Reference: https://towardsdatascience.com/evaluate-topic-model-in-python-latent-dirichlet-allocation-lda-7d57484bb5d0?gi=b3b53e8290cd

In [1]:
import warnings
import gensim
import spacy
import joblib
import pickle
import pyLDAvis
import tqdm
import pandas as pd
import numpy as np
import pyLDAvis.gensim_models as gensimvis
import gensim.corpora as corpora

from gensim.utils import simple_preprocess
from gensim.models import CoherenceModel
from datetime import datetime

warnings.filterwarnings(action="ignore")
pyLDAvis.enable_notebook()



### I. Import Data
---

In [2]:
gcash_good = joblib.load('../../Data/Preprocessed/Mico/P2/gcash_good.sav')
gcash_bad = joblib.load('../../Data/Preprocessed/Mico/P2/gcash_bad.sav')
paymaya_good = joblib.load('../../Data/Preprocessed/Mico/P2/paymaya_good.sav')
paymaya_bad = joblib.load('../../Data/Preprocessed/Mico/P2/paymaya_bad.sav')

◆ ITEMS ◆
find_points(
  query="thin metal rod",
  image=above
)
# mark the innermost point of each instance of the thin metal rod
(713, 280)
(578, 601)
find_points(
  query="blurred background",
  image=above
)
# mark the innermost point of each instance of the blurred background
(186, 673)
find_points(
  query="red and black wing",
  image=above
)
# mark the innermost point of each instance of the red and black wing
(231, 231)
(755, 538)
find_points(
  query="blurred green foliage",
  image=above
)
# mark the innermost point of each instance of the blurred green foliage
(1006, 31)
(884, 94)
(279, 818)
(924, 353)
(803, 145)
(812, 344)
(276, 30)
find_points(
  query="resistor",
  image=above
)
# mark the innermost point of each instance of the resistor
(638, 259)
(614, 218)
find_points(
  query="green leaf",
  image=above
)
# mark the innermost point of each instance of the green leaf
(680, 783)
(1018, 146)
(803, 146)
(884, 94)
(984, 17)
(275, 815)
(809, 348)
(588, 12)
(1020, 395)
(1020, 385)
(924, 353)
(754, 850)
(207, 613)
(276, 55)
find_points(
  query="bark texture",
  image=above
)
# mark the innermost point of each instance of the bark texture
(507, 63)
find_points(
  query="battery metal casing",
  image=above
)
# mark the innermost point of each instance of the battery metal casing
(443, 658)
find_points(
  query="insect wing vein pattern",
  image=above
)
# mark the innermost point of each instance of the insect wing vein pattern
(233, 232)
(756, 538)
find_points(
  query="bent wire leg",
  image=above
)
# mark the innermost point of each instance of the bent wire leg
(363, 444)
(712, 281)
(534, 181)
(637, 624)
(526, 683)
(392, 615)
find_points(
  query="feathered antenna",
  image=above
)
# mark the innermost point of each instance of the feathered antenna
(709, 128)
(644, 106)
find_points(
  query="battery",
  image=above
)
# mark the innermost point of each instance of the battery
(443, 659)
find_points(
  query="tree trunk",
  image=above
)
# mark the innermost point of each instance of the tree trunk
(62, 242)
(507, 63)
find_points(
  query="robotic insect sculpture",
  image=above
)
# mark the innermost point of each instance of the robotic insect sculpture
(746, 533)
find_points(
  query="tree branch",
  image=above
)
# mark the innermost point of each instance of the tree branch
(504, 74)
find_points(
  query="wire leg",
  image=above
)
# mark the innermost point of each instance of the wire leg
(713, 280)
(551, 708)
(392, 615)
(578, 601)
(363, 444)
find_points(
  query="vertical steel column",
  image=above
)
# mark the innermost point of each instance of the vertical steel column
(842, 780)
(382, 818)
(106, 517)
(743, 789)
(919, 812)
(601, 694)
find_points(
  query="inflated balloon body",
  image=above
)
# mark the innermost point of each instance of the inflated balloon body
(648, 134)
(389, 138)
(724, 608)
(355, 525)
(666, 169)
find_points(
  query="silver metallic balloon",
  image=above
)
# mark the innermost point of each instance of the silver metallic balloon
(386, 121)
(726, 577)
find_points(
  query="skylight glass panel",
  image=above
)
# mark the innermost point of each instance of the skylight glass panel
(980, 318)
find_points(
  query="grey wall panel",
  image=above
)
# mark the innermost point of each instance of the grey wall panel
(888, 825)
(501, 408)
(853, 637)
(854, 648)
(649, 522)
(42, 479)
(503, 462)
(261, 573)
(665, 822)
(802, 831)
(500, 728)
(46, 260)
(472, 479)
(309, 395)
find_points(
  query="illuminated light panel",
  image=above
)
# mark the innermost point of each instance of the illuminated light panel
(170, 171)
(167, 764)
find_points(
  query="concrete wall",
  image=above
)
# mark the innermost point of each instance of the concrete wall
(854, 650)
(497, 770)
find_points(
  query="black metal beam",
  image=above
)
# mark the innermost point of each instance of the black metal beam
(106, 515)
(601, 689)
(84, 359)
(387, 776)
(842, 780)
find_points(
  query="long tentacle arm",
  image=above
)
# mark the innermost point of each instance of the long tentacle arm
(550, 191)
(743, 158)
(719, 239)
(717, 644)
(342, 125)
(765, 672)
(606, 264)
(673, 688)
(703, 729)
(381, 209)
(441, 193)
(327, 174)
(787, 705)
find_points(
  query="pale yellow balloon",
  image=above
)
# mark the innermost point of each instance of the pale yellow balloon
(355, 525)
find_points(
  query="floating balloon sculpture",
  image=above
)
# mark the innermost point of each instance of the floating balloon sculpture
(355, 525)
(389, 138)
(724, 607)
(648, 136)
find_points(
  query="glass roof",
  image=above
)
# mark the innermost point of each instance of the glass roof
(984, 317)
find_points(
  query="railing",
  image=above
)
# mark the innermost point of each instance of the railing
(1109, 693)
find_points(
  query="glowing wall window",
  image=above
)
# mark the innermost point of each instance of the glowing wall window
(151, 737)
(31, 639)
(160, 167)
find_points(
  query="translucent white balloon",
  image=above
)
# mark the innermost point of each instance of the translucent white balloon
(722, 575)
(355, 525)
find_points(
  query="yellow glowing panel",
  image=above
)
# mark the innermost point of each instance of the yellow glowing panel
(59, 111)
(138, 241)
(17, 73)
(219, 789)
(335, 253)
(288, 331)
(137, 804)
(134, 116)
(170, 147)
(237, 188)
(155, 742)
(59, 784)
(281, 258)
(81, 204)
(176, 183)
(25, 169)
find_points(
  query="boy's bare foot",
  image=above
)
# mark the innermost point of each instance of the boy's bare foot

◆ REQUIRED TASKS ◆
(a) Transcribe the part of the notebook excerpt starting with "from gensim.utils import" and going on through "pyLDAvis.enable_notebook()".
(b) In the notebook excerpt, which file path is loaded into the variable paymaya_bad?

◆ RESPONSES TO THE TASKS ◆
(a)
from gensim.utils import simple_preprocess
from gensim.models import CoherenceModel
from datetime import datetime

warnings.filterwarnings(action="ignore")
pyLDAvis.enable_notebook()

(b) '../../Data/Preprocessed/Mico/P2/paymaya_bad.sav'